> **GOAL OF THE EXERCISE**
Copy the part of the text about MIT's self-assembling cube robots starting with "Can world domination" and going on through "to each other.".

> **EXTRACTED TEXT**
# # # # # # #
Researchers at the Massachusetts Institute of Technology are building little bots that assemble themselves into cube-shaped modular structures. The cubes can jump, spin, climb, and they’ll eventually take orders from no one.

Can world domination be far behind?

MIT says these adorable automatons are intended for good, such as being able someday to build a temporary bridge to replace one that’s collapsed, the Los Angeles Times reported.

“It’s a very interesting and capable robot, and the more it can do by itself, the less human involvement is needed,” MIT robotics professor Daniela Rus told the paper. “We think these cubes can really be focused on applications that would actually help.”

According to MIT’s description on its viral YouTube entry (watch HERE), the M-Blocks have a flywheel in their innards that spins at 20,000 revolutions per minute. When the flywheel is braked, the momentum moves the cubes in certain directions. Strategically placed magnets help the blocks attach to each other.

Developers are using radio control to impart commands, but the idea is to eventually equip the cubes with algorithms so they can move on their own.

When former student John Romanishin first proposed a design for the modular robots, Rus didn’t think it could be done. But now Rus, Romanishin and postdoc Kyle Gilpin will present a paper on their box bots at the IEEE/RSJ International Conference on Intelligent Robots and Systems in November.

“It’s one of these things that the [modular-robotics] community has been trying to do for a long time,” Rus said in a written statement.
# # # # # # #
> **STORED DATA**

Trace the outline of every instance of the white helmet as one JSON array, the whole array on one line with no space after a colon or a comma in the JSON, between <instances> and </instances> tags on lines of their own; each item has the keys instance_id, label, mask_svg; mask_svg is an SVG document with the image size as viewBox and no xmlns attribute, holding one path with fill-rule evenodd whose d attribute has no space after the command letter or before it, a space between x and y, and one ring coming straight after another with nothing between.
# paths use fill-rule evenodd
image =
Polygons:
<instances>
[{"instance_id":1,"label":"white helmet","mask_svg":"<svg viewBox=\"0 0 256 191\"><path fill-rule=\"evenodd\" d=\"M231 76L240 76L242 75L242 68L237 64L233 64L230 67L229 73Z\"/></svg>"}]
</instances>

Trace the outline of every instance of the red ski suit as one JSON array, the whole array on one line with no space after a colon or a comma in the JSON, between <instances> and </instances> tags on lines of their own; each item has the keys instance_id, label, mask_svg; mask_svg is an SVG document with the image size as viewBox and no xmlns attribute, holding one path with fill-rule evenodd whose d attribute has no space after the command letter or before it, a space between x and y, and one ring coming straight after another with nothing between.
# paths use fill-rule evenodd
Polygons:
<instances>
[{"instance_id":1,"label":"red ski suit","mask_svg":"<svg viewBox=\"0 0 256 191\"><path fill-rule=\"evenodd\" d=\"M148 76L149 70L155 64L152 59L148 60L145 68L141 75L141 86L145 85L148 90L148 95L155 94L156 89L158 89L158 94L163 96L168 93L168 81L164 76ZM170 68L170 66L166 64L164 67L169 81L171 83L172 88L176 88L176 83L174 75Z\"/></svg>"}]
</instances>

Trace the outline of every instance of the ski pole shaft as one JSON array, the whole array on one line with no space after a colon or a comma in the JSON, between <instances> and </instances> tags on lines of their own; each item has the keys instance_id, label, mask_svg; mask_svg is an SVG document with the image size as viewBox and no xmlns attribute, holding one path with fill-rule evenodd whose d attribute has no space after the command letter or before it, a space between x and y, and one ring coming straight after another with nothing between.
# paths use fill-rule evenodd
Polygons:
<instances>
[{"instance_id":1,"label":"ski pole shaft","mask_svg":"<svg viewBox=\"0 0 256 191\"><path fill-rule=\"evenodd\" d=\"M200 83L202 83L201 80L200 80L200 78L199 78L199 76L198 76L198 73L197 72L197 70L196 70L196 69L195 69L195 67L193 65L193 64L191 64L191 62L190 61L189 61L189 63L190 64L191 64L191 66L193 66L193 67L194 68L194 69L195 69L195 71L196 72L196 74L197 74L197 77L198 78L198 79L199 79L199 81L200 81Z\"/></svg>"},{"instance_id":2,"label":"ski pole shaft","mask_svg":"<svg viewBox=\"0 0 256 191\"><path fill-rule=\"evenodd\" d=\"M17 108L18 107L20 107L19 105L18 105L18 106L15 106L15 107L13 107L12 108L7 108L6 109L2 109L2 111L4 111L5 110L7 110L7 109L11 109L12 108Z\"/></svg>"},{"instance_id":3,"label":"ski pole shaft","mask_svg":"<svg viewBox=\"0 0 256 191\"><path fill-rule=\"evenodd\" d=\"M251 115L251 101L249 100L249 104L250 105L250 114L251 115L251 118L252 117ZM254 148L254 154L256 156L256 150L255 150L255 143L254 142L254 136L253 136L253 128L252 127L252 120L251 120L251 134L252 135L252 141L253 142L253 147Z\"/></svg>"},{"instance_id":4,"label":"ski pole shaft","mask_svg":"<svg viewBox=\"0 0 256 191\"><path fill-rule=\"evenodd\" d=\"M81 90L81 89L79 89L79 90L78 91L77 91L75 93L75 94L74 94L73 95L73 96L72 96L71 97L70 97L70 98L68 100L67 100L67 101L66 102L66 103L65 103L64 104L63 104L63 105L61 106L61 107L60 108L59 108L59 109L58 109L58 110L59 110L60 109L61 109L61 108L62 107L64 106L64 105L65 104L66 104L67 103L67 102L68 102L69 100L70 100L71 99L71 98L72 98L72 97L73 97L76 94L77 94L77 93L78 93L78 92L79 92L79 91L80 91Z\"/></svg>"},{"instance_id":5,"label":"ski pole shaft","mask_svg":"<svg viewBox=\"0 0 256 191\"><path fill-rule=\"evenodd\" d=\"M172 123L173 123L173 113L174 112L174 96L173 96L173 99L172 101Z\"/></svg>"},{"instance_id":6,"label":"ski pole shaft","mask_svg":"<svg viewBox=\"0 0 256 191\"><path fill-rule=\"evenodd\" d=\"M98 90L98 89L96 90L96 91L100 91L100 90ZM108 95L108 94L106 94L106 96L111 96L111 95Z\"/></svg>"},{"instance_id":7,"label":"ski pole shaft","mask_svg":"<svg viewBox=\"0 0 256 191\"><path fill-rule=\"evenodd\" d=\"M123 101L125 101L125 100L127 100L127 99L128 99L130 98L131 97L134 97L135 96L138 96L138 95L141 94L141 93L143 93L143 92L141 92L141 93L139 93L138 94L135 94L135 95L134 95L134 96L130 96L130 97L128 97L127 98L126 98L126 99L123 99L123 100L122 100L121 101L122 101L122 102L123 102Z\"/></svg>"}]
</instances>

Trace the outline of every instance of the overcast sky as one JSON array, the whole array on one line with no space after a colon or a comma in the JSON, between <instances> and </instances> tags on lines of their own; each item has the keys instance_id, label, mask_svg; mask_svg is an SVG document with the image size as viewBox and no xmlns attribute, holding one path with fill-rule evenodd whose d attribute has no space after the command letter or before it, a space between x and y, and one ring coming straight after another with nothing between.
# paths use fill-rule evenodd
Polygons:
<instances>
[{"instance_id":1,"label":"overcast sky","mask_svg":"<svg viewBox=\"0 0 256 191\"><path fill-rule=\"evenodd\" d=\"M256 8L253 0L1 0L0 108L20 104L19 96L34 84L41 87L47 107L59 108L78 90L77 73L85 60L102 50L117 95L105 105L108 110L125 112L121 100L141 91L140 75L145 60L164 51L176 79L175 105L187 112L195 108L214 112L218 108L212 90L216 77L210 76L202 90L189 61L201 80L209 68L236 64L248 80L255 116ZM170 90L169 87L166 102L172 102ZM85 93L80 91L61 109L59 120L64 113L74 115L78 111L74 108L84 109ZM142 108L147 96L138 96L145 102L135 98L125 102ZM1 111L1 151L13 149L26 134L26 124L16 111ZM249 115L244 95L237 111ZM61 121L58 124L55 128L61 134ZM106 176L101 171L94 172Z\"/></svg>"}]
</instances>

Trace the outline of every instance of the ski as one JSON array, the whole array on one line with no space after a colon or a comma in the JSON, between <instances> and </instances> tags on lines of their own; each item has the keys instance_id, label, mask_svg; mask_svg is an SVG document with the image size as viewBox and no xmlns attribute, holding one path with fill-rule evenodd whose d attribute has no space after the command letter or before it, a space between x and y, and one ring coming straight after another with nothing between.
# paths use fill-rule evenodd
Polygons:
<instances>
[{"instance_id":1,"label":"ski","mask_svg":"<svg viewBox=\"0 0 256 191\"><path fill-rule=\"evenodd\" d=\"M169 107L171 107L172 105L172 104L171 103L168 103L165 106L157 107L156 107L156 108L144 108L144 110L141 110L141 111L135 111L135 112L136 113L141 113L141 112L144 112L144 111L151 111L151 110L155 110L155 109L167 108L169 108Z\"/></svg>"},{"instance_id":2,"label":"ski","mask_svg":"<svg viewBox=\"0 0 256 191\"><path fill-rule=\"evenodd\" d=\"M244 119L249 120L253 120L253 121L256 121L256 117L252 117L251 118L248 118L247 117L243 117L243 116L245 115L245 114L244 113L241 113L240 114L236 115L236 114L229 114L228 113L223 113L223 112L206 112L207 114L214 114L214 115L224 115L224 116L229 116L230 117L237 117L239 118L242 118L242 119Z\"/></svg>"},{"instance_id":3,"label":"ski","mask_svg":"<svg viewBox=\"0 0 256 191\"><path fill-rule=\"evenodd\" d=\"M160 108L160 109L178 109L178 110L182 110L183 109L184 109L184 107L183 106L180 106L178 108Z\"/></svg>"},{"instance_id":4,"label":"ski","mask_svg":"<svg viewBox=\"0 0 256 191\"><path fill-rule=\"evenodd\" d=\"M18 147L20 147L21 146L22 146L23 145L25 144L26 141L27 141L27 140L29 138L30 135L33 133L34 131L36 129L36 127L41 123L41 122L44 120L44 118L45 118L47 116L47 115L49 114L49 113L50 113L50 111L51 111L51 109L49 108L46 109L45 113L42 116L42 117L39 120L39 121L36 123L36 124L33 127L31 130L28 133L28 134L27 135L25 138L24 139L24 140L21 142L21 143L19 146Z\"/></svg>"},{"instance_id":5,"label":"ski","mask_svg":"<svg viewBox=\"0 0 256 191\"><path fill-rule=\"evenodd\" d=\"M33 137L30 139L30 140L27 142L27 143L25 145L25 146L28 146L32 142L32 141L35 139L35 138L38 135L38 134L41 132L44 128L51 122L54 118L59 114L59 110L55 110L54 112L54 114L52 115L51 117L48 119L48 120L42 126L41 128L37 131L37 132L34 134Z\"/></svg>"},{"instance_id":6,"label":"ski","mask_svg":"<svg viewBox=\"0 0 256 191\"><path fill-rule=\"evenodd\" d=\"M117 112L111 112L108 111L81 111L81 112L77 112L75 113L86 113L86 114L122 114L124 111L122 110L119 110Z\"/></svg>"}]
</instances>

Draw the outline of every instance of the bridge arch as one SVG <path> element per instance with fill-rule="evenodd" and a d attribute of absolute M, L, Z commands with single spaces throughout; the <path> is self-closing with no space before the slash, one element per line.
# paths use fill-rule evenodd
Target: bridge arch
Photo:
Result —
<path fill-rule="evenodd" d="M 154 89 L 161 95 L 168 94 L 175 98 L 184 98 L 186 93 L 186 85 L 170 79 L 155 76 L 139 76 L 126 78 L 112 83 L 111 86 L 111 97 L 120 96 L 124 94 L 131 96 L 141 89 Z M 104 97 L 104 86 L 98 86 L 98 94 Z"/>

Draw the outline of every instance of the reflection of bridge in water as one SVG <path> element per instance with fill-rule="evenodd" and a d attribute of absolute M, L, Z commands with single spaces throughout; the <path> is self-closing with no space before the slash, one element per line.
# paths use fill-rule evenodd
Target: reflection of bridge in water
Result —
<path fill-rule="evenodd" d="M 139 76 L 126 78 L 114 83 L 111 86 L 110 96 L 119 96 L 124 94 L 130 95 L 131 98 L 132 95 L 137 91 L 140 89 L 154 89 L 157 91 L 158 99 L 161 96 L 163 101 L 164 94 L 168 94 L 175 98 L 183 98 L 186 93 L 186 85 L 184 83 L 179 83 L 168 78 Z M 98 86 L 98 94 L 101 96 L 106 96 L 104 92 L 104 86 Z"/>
# # # # # # #
> **RESPONSE BELOW**
Can world domination be far behind?

MIT says these adorable automatons are intended for good, such as being able someday to build a temporary bridge to replace one that’s collapsed, the Los Angeles Times reported.

“It’s a very interesting and capable robot, and the more it can do by itself, the less human involvement is needed,” MIT robotics professor Daniela Rus told the paper. “We think these cubes can really be focused on applications that would actually help.”

According to MIT’s description on its viral YouTube entry (watch HERE), the M-Blocks have a flywheel in their innards that spins at 20,000 revolutions per minute. When the flywheel is braked, the momentum moves the cubes in certain directions. Strategically placed magnets help the blocks attach to each other.